• _YOUR GOAL_: Everything from the line that contains "Each instance of the lake" through the final line of the records should be written out exactly, and nothing outside that span.

[Rows from a dataset]
--------------------

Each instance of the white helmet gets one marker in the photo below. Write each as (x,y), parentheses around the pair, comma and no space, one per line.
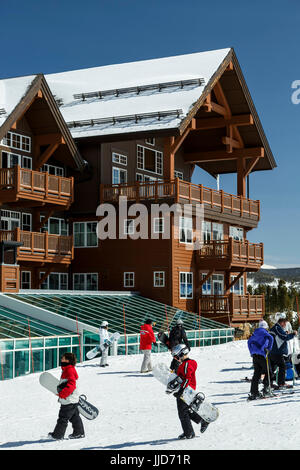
(180,350)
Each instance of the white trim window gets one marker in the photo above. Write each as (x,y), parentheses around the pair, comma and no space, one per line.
(53,170)
(128,279)
(238,287)
(25,280)
(159,278)
(186,230)
(17,141)
(149,160)
(85,234)
(236,233)
(178,174)
(186,285)
(55,281)
(159,225)
(119,158)
(119,176)
(129,226)
(85,281)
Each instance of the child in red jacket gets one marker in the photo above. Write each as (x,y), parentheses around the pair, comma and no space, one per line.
(187,372)
(69,398)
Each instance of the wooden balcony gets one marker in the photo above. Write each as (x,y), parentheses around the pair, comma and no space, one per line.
(232,308)
(19,184)
(40,247)
(184,192)
(231,254)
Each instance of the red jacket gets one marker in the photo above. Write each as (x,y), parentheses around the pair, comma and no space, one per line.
(147,337)
(70,375)
(186,371)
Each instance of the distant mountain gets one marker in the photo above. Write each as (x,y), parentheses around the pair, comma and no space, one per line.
(271,276)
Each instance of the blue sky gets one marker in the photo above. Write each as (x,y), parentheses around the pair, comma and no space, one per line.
(52,36)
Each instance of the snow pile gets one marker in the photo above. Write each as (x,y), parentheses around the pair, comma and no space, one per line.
(136,414)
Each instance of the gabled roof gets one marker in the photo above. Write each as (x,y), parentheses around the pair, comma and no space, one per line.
(17,95)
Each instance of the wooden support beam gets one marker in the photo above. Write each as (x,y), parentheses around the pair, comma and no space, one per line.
(217,123)
(215,155)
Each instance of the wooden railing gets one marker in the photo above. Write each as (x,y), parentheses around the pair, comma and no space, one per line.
(233,251)
(40,246)
(236,306)
(184,192)
(30,184)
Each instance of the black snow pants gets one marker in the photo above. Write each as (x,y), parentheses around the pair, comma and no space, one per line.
(186,416)
(68,413)
(277,360)
(260,368)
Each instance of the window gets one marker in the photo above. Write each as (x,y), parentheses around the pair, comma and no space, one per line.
(217,231)
(53,170)
(129,225)
(186,285)
(159,225)
(118,158)
(17,141)
(236,233)
(55,226)
(25,280)
(186,229)
(85,234)
(55,281)
(128,279)
(119,176)
(149,160)
(238,287)
(159,279)
(178,174)
(85,281)
(10,160)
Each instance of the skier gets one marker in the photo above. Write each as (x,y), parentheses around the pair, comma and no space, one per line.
(103,335)
(259,344)
(177,336)
(68,398)
(147,337)
(186,370)
(279,350)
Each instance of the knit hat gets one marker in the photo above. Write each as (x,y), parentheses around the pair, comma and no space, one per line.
(263,324)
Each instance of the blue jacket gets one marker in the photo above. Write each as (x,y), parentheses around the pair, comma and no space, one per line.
(280,340)
(259,341)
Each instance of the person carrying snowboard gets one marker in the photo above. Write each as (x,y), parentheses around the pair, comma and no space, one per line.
(279,349)
(259,345)
(103,335)
(187,372)
(68,398)
(177,336)
(147,337)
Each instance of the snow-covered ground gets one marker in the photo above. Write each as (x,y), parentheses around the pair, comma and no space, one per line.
(135,413)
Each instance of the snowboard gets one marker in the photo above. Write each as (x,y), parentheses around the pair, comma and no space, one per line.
(196,401)
(99,349)
(85,408)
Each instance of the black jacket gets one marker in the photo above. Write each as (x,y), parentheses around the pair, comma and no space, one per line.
(178,336)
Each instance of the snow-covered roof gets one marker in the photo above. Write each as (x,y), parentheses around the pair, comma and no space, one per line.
(147,103)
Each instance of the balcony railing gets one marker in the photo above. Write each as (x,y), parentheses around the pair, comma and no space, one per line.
(20,183)
(230,253)
(183,192)
(38,246)
(232,307)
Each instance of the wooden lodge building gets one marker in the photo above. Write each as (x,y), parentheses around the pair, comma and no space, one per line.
(71,141)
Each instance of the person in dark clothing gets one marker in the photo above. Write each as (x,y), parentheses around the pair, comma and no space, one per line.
(68,398)
(177,336)
(279,349)
(259,344)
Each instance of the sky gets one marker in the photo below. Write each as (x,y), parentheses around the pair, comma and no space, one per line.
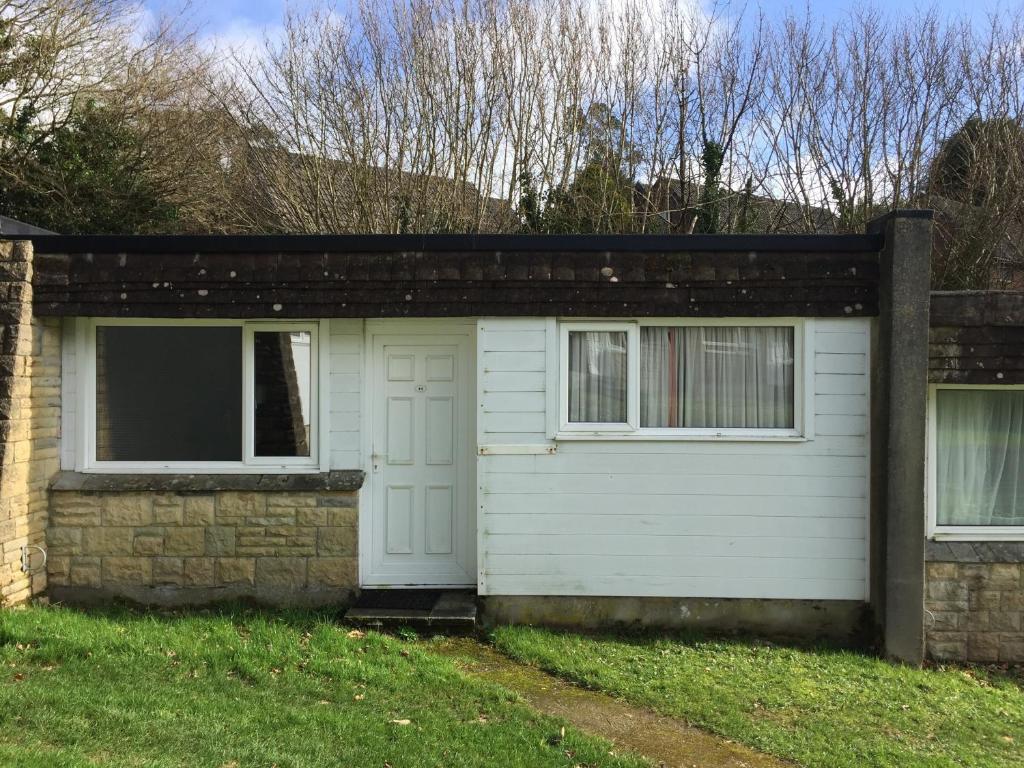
(239,20)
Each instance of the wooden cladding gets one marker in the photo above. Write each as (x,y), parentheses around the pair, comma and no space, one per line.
(524,283)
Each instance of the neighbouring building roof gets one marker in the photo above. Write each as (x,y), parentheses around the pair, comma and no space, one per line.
(457,275)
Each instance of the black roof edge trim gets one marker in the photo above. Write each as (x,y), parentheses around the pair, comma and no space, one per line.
(209,244)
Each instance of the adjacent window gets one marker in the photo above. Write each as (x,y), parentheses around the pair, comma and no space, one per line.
(979,457)
(203,394)
(728,377)
(681,379)
(597,383)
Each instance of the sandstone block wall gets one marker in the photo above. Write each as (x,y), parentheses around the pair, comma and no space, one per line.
(174,548)
(975,610)
(30,424)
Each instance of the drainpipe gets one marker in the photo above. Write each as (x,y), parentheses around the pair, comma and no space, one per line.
(899,404)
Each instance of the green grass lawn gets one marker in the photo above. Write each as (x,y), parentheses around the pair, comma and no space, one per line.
(240,689)
(820,708)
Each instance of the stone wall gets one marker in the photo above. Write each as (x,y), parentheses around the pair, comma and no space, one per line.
(974,608)
(30,425)
(194,547)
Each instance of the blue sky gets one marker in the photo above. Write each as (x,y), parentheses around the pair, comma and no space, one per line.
(233,16)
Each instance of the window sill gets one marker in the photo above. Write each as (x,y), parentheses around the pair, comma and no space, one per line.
(681,437)
(127,481)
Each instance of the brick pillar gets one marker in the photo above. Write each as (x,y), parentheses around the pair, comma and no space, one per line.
(30,419)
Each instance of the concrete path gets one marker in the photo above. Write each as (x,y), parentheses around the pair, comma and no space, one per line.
(666,741)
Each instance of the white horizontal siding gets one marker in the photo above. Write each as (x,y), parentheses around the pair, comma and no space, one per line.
(674,518)
(512,385)
(345,377)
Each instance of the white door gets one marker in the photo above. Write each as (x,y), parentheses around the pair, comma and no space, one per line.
(423,516)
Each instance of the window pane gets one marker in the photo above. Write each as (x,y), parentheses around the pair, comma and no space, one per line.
(597,377)
(717,377)
(166,393)
(282,369)
(980,457)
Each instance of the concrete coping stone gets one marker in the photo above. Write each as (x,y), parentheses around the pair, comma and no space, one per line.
(346,479)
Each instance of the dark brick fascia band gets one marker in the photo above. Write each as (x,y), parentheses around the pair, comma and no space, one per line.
(581,275)
(348,479)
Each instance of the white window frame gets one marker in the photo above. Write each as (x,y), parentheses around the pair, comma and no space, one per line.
(632,332)
(958,532)
(250,463)
(803,338)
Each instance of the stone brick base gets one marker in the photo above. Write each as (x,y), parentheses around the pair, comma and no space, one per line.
(178,547)
(975,611)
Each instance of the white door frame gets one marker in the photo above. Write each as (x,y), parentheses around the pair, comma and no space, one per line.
(407,331)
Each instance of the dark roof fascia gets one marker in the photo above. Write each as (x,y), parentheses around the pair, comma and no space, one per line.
(212,244)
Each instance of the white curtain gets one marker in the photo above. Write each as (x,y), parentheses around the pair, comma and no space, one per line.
(980,457)
(597,377)
(717,377)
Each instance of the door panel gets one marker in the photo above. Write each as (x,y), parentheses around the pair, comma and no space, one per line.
(423,515)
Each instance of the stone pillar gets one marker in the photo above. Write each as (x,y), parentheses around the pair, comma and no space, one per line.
(899,418)
(30,418)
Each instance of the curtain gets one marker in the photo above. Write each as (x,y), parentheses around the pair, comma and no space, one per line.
(597,377)
(717,377)
(980,457)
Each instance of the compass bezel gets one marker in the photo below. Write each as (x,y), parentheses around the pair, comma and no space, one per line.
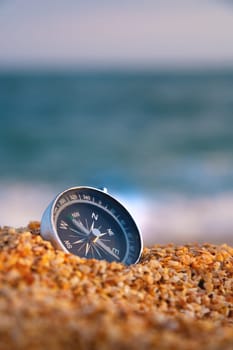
(49,228)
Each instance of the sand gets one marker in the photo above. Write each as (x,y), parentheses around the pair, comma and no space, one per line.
(176,297)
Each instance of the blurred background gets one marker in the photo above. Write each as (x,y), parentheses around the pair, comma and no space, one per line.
(133,95)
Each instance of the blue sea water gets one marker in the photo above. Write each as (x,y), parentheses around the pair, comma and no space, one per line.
(145,135)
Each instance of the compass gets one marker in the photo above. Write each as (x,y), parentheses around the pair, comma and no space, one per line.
(90,223)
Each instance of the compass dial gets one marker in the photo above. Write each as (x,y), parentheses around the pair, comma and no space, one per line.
(90,223)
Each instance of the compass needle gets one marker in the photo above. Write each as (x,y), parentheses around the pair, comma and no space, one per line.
(107,249)
(90,223)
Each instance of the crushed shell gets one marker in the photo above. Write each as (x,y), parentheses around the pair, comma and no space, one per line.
(176,297)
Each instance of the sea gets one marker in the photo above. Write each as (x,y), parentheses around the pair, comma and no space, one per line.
(161,141)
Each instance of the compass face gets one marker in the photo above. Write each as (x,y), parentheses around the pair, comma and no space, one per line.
(92,224)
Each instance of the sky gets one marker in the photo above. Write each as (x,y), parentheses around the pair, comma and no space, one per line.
(116,33)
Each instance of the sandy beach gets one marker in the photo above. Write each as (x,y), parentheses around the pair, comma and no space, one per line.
(176,297)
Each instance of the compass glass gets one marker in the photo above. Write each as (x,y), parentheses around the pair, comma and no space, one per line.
(92,224)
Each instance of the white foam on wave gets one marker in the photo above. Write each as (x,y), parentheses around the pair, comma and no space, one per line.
(177,219)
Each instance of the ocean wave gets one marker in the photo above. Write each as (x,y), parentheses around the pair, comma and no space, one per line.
(173,218)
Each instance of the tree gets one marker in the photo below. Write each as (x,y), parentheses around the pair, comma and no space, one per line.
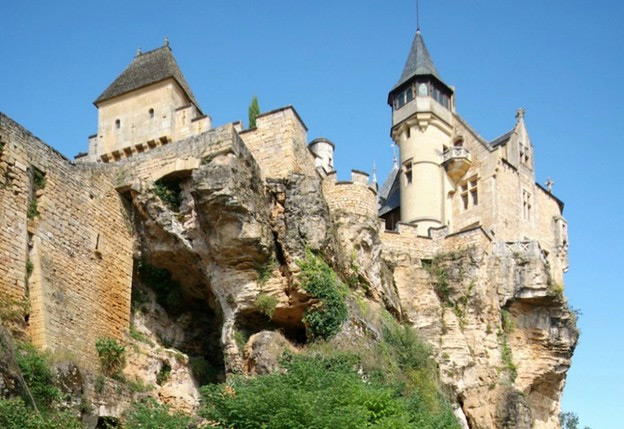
(254,111)
(569,420)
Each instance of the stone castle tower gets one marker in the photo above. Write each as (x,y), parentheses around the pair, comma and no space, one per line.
(449,177)
(149,104)
(422,106)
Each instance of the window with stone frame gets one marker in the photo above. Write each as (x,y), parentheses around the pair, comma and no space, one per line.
(403,97)
(527,205)
(407,170)
(469,193)
(525,152)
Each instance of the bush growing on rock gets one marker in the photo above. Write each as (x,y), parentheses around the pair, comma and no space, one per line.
(149,414)
(112,356)
(317,392)
(323,320)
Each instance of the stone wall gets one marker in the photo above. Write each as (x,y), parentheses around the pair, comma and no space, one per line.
(355,197)
(183,155)
(279,144)
(65,243)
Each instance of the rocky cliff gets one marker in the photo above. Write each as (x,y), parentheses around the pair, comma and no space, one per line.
(217,284)
(500,329)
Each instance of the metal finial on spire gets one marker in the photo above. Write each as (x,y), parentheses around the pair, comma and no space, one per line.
(374,178)
(520,113)
(417,15)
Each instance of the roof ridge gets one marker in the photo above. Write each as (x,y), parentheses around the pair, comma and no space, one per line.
(145,69)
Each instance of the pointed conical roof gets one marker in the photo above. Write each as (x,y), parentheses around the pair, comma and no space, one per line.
(418,62)
(145,69)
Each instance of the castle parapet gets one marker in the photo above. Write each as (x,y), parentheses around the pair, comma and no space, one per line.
(278,143)
(354,197)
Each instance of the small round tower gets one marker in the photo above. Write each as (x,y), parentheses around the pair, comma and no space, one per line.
(422,106)
(323,151)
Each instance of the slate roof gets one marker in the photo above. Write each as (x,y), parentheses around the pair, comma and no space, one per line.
(145,69)
(501,140)
(418,62)
(389,193)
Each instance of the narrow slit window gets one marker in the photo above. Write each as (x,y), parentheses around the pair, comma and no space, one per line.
(470,193)
(407,168)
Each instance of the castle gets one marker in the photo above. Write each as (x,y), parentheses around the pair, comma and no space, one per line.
(67,246)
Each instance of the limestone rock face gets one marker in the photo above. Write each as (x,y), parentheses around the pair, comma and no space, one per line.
(264,350)
(496,325)
(500,330)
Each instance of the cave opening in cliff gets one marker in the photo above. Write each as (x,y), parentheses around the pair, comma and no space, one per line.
(184,318)
(250,322)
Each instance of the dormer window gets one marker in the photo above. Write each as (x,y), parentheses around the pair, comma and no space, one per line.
(423,90)
(525,156)
(403,97)
(407,169)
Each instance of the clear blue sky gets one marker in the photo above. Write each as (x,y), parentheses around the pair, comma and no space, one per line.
(335,62)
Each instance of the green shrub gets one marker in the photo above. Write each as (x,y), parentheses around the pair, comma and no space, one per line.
(112,356)
(169,193)
(253,112)
(507,322)
(203,371)
(266,304)
(35,368)
(507,358)
(149,414)
(14,414)
(314,392)
(139,336)
(163,374)
(323,320)
(13,309)
(265,270)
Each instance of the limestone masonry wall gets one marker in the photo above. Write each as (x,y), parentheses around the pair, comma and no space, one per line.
(279,144)
(355,197)
(65,244)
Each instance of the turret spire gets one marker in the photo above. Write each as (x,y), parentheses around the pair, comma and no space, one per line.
(418,62)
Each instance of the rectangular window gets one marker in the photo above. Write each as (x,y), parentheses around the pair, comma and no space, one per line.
(470,193)
(527,205)
(525,155)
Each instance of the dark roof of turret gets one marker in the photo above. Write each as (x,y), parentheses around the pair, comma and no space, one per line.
(389,195)
(418,62)
(145,69)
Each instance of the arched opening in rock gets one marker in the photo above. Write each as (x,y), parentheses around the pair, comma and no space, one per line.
(180,317)
(249,322)
(107,423)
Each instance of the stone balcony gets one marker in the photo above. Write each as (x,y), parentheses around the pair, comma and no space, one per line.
(456,161)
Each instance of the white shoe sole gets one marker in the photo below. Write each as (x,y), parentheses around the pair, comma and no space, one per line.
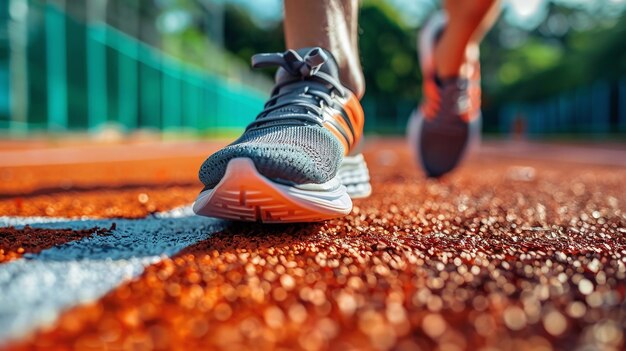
(244,194)
(355,175)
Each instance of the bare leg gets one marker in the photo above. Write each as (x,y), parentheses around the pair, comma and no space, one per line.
(468,21)
(332,25)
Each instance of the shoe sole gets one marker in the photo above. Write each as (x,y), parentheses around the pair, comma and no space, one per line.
(355,176)
(244,194)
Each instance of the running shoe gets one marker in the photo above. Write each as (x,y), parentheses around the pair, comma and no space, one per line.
(296,161)
(447,123)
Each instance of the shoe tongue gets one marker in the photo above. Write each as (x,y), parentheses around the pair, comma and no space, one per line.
(329,67)
(282,76)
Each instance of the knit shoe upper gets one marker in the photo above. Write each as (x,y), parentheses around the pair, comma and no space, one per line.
(309,123)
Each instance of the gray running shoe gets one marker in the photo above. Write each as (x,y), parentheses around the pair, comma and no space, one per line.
(448,121)
(291,164)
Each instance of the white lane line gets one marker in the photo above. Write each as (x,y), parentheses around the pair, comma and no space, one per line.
(36,289)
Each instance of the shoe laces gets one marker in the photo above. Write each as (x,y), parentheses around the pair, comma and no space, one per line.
(300,98)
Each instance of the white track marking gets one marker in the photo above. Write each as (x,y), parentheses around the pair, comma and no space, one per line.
(39,287)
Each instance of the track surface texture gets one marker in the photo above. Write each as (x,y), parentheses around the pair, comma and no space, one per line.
(514,251)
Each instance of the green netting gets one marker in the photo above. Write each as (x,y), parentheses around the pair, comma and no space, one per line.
(84,75)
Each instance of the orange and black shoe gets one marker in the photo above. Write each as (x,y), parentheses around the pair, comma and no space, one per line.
(447,123)
(295,162)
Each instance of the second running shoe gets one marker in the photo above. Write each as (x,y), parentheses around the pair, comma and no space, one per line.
(295,162)
(447,123)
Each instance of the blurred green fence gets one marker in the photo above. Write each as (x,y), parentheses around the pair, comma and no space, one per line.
(81,75)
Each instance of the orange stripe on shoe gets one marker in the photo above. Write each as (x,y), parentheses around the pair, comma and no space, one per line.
(353,109)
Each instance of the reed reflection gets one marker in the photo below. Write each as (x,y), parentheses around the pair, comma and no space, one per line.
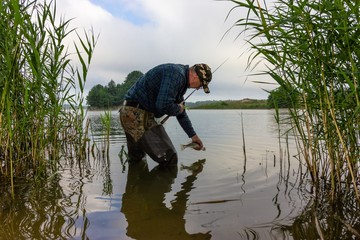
(143,205)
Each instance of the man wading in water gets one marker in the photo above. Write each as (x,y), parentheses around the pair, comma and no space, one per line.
(157,93)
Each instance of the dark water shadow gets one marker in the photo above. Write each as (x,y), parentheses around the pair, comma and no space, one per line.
(147,215)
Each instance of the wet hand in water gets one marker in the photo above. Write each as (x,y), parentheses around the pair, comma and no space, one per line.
(199,145)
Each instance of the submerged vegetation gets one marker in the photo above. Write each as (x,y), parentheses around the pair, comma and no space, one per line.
(41,92)
(312,49)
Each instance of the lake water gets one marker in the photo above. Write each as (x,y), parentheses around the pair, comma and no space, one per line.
(221,193)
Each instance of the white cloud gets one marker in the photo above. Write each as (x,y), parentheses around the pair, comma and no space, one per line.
(139,34)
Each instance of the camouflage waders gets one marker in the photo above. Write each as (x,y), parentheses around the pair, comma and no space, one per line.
(145,135)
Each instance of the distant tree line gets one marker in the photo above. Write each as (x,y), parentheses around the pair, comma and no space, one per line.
(113,94)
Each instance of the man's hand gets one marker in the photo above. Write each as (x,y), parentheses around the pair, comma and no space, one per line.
(182,107)
(197,140)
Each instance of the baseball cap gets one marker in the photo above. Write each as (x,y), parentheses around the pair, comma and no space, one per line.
(204,73)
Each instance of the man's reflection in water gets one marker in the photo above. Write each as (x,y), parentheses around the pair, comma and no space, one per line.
(144,207)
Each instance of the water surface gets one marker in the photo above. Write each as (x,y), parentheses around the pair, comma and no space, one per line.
(225,192)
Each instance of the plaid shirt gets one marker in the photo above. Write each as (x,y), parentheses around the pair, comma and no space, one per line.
(160,91)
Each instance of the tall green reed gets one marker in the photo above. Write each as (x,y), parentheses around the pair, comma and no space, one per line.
(41,91)
(313,48)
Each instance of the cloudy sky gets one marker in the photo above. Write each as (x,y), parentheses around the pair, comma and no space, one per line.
(140,34)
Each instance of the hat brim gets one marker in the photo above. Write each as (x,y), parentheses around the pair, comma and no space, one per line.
(206,89)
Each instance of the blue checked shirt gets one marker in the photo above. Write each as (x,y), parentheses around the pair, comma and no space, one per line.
(160,91)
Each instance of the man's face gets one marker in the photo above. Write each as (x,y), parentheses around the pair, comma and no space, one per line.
(198,83)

--------------------

• _ANSWER TO THE TASK_:
Each instance of the lake water gets one marker in the photo above. Write each as (x,y), parentheses around the pair, comma and no space, one per line.
(221,193)
Each instance of the white cloud gets one marker in the photo above. Write each as (x,y), parentheses around the pair, comma and no space, one per line.
(139,34)
Each instance of the camouflage waders gets one marker in the photo above. Write each as (x,y), parentheses around the pair, comma and no space, one per line.
(145,135)
Each instance of the distant tree line gets one marker in the photo above. Write each as (x,y), parentheses around the pair, comma and no space, one per line.
(113,94)
Each instance of the man's hand gets one marker in the photo above. Write each as (x,y), parentheses around the pair, comma and no space, one per line.
(182,107)
(197,140)
Each instance of the baseball cap gets one marker in the photo above. Write each as (x,y), parentheses around the pair, comma and no space, one per line.
(204,73)
Each instance of the man's reflection in water gets one marker in the photo above. Write each as (x,y), parentheses around the pair, comma and no space, one per line.
(144,207)
Each instance of the water surface gets one marker in the photo above. Write each as (x,y), parentheses around the pair, comma and no space, one per line.
(225,192)
Each instance of the plaid shirt gets one marker in the photo above. Write each as (x,y), parentheses around the pair, comma and no space, one per line.
(160,91)
Each instance of the tall green reed gets one marker in the photo above. Write each as (x,y), parentheses around the pair, comma and no space, one per line.
(41,91)
(313,48)
Each instance of the cloudy sky gets one marker in the photo above. Write each as (x,y), parentheses around the pair, comma and no space, one per line.
(140,34)
Each instance of the hat brim gets one marker in the photo above. Write each as (x,y), parentheses around the pair, comma and no space, one per line.
(206,89)
Each instance of the blue checked shirt gets one marker in the photo above. Write each as (x,y), parentheses around the pair, comma and no space, one per line.
(160,91)
Each instance of the man's face gets one marker in the photo above. Write each as (x,y), parentheses around the pair, comma and no space, one per line.
(198,83)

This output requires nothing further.